— Begin —
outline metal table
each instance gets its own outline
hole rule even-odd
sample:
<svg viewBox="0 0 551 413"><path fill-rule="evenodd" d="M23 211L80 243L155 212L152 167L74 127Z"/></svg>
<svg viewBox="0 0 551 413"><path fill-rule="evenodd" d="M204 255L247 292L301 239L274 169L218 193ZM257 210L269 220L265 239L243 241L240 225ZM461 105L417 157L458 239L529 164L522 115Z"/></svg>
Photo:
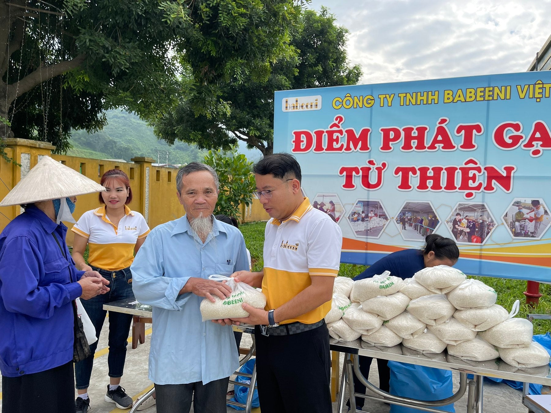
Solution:
<svg viewBox="0 0 551 413"><path fill-rule="evenodd" d="M338 411L341 413L345 406L347 387L350 394L350 411L363 411L356 409L355 397L377 400L391 404L406 406L421 410L441 413L434 407L444 406L459 400L467 391L468 413L482 413L483 411L483 379L484 376L509 379L522 382L525 389L528 383L551 385L551 376L548 366L536 368L519 370L503 361L466 361L447 354L423 355L401 345L391 347L377 347L370 346L361 340L341 343L334 339L330 341L331 349L345 354L345 362L343 366L342 378L341 382L341 394ZM370 383L360 371L358 356L366 356L374 358L392 360L403 363L435 367L445 370L456 371L460 373L460 387L457 392L451 397L440 400L420 400L406 397L395 396L384 392ZM353 377L354 373L371 392L378 396L368 396L354 393ZM473 379L467 382L467 374L472 374Z"/></svg>
<svg viewBox="0 0 551 413"><path fill-rule="evenodd" d="M142 304L137 301L129 301L127 300L121 300L118 301L113 301L112 302L107 303L107 304L104 304L103 306L103 309L108 311L115 311L116 312L123 313L125 314L131 314L133 316L134 325L133 325L132 326L133 343L134 343L134 334L137 334L136 337L139 338L140 343L142 344L144 343L144 339L145 338L145 330L144 329L143 325L145 323L152 322L152 309L151 306ZM246 333L251 334L252 338L252 345L251 346L250 349L249 349L247 354L239 360L239 367L240 367L244 364L249 361L251 357L255 354L255 351L256 350L255 346L255 326L242 325L234 325L233 327L234 331ZM136 343L136 345L137 345L137 343ZM133 345L132 348L135 349L136 347ZM255 389L256 388L256 363L255 364L255 367L252 369L252 372L251 374L247 373L240 373L239 371L235 372L235 374L238 376L250 377L251 379L251 384L247 384L246 383L238 383L234 380L230 380L230 383L232 384L237 384L239 385L249 387L249 389L250 389L251 387L254 387ZM153 388L146 393L139 400L138 400L138 401L134 403L134 405L132 406L132 408L129 411L129 413L134 413L134 412L137 411L138 407L139 407L140 405L147 399L151 397L154 392L155 387L153 387ZM249 392L247 396L247 402L245 404L239 403L236 401L230 401L230 400L227 400L226 403L229 404L243 407L245 409L245 413L251 413L253 393L253 392L250 391Z"/></svg>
— End —
■ WHAT YOU SHOULD DO
Copy the material from its first line through the line that contains "411L341 413L345 406L347", including both ends, and omit the pictures.

■ FULL SOLUTION
outline metal table
each instance gets its own outline
hole rule even-odd
sample:
<svg viewBox="0 0 551 413"><path fill-rule="evenodd" d="M23 211L80 243L155 212L152 167L74 127Z"/></svg>
<svg viewBox="0 0 551 413"><path fill-rule="evenodd" d="M204 255L247 292L301 239L274 169L218 193ZM257 210L269 220L265 239L243 241L240 225ZM461 105L417 157L458 239L529 164L522 115Z"/></svg>
Photo:
Solution:
<svg viewBox="0 0 551 413"><path fill-rule="evenodd" d="M338 411L341 413L345 406L347 387L350 394L350 411L363 411L356 409L355 397L377 400L391 404L406 406L421 410L441 413L434 407L444 406L459 400L467 391L468 413L482 413L483 411L483 379L484 376L509 379L522 382L525 389L528 383L551 385L551 376L548 366L536 368L519 370L503 361L466 361L447 354L423 355L401 345L391 347L377 347L370 346L361 340L341 343L334 339L330 341L331 349L345 354L345 362L343 366L342 378L341 382L341 394ZM370 383L360 371L358 356L366 356L374 358L392 360L403 363L435 367L445 370L456 371L460 373L460 387L457 392L451 397L440 400L420 400L406 397L395 396L384 392ZM353 377L354 373L371 392L378 396L368 396L354 393ZM473 379L467 382L467 374L472 374Z"/></svg>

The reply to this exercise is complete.